* BEGIN *

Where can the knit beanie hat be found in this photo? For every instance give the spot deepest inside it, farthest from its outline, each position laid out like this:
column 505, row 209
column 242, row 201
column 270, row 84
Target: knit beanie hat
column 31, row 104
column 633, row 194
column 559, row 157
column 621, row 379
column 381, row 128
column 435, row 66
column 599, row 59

* END *

— Exercise description —
Retype the data from its first line up to and including the line containing "column 559, row 157", keeping every line exactly as it appears.

— Correct response —
Where can the knit beanie hat be found in this photo? For every instance give the spot deepest inside it, farthest from its outline, each position laid out like this:
column 505, row 209
column 242, row 201
column 270, row 84
Target: knit beanie hat
column 31, row 104
column 633, row 194
column 559, row 157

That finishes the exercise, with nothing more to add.